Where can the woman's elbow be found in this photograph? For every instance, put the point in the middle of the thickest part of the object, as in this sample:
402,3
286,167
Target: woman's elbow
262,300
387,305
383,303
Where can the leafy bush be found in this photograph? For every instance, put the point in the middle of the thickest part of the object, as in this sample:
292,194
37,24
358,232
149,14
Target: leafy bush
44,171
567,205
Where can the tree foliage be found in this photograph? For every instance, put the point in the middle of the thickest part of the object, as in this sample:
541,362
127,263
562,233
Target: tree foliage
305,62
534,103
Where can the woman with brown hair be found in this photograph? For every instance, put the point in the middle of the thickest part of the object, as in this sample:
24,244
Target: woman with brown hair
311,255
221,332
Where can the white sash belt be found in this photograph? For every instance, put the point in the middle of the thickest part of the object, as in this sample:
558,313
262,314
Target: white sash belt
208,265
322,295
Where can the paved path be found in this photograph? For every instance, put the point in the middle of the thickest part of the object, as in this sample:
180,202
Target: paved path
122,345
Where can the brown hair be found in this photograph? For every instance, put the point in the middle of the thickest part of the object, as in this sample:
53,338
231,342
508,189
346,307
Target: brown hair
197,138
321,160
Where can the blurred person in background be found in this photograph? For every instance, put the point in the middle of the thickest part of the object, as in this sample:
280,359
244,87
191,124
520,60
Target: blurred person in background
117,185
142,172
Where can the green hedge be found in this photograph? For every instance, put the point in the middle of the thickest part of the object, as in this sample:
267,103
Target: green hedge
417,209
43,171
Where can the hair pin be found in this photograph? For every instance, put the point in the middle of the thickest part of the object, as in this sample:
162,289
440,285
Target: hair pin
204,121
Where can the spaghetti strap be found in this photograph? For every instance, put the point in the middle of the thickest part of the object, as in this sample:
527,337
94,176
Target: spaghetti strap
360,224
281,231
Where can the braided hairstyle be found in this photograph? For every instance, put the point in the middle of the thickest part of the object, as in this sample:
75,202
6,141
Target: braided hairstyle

* * * * * * * * *

What to do
Check every line of the data, and copy the ones that contain "hairstyle".

Response to the exercise
Where can the braided hairstyle be found in this photograph? For every instance, put the point in the middle of the thickest part of the object, as in this sample:
Target: braided hairstyle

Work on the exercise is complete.